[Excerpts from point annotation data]

━━━

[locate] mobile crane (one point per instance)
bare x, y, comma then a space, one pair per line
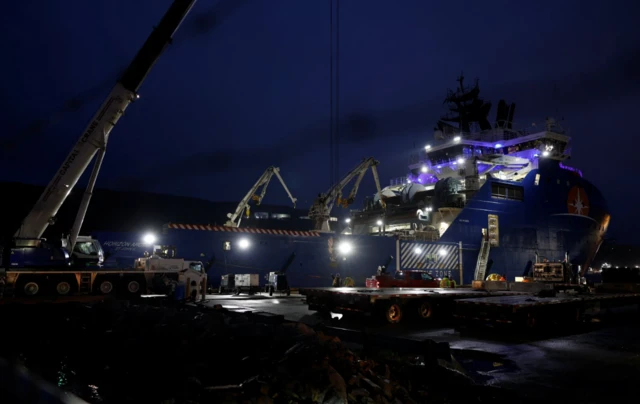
92, 142
263, 182
320, 211
29, 252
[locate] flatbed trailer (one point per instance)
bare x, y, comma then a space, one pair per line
531, 311
121, 282
393, 304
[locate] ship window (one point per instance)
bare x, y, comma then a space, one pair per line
506, 191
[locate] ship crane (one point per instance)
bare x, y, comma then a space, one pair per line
263, 182
93, 141
320, 212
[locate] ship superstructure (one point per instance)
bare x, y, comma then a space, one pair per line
466, 150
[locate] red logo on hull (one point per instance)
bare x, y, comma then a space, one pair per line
578, 202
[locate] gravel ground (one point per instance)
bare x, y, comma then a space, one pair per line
159, 352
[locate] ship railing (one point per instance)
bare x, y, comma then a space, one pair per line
500, 132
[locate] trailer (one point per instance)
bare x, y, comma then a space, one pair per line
127, 283
392, 304
533, 310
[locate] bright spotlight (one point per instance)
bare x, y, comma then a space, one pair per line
243, 244
344, 247
149, 238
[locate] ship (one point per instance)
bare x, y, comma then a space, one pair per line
479, 198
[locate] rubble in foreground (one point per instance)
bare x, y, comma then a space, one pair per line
159, 352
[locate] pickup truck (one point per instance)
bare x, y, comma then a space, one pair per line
403, 279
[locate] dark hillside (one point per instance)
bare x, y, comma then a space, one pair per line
127, 211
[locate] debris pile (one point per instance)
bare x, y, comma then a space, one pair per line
161, 353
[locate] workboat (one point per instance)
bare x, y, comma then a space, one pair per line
478, 198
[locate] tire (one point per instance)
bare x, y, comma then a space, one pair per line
63, 288
105, 287
425, 310
393, 313
31, 288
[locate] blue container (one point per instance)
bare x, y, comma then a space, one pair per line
180, 291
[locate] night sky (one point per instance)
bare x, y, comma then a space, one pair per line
246, 85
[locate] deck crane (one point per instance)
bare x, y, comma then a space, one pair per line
263, 182
320, 212
94, 139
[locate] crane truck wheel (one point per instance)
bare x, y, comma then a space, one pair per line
393, 312
63, 288
133, 287
31, 288
425, 310
106, 287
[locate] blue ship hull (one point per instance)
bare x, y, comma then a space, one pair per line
546, 222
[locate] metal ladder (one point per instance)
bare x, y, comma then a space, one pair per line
483, 258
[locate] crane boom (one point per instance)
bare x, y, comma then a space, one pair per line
263, 182
96, 135
320, 211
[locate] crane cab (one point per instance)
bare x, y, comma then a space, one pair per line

━━━

Rewrite all of the data above, swapping "one point per instance" for "one point per object" everywhere and leaving every other line unchanged. Leave out the picture.

[locate] mobile crane (one point per object)
bare x, y, comma then a space, one pair per line
92, 142
263, 182
320, 211
29, 252
[locate] flatbed trailer (one point per object)
bare x, y, comma then a space, one pair per line
531, 311
121, 282
393, 304
[locate] ship window (one point per object)
bare x, y, comma then a space, one pair per line
506, 191
[locate] ship crane (one point per object)
bare x, y, comma then a space, one pair per line
263, 182
93, 141
320, 212
[locate] ship superstructure (one point per object)
bare x, y, comma then a space, one pair per line
466, 150
[locate] red logo on hull (one point per object)
bare x, y, comma then a space, one pair per line
578, 202
[locate] gravel ground (one point per object)
bare x, y, comma then a space, one pair per line
159, 352
[locate] ship railing (one point per object)
bare x, y, comma then a space, one pair per line
500, 132
[locate] trailer (one point per object)
bare x, y, comma then a space, one pair per line
127, 283
392, 304
533, 310
[locate] bright spotlight (one point per object)
bare x, y, comma then a space, one pair per line
243, 244
344, 247
149, 238
[locate] ship (one point per object)
bare x, y, comma then a space, one pair per line
479, 198
[locate] rubble in foreground (one point per object)
bare x, y, comma then a space, one pair per line
159, 352
[locate] pickup truck (one point per object)
bare x, y, comma then a space, one pair per line
403, 279
[locate] dark hillside (one point per object)
bare x, y, comma then a space, one pair per line
127, 211
[locate] debris pile (one point per object)
bare x, y, comma then a space, one pair per line
161, 353
[locate] workboat (one point per object)
bare x, y, comma then a space, one pair per line
478, 198
[locate] tire (one point per object)
bare x, y, comma then a space, one pair per line
63, 288
105, 287
425, 310
393, 313
31, 288
[locate] blue container (one point per object)
bare x, y, comma then a space, one pair per line
180, 291
[locate] night sky (one point per object)
bare x, y, comma then a space, one pair per line
246, 85
[locate] deck crane (one point per object)
bare x, y, comma then a space, one pair per line
263, 182
320, 212
94, 139
[locate] crane truck wheel (one point per object)
bare x, y, comma then a space, one pair per line
393, 312
63, 288
133, 287
31, 288
425, 310
106, 287
[locate] blue ship hull (one point per object)
bare x, y, comma then a space, one pair per line
546, 222
[locate] metal ladder (one point per object)
bare x, y, comma then a space, one pair per line
483, 258
[locate] crane boom (one point per object)
bare x, y, comma then a space, one pair per line
263, 182
96, 135
320, 211
[locate] crane cab (one point per object)
bare x, y, comma then a space, one pair per line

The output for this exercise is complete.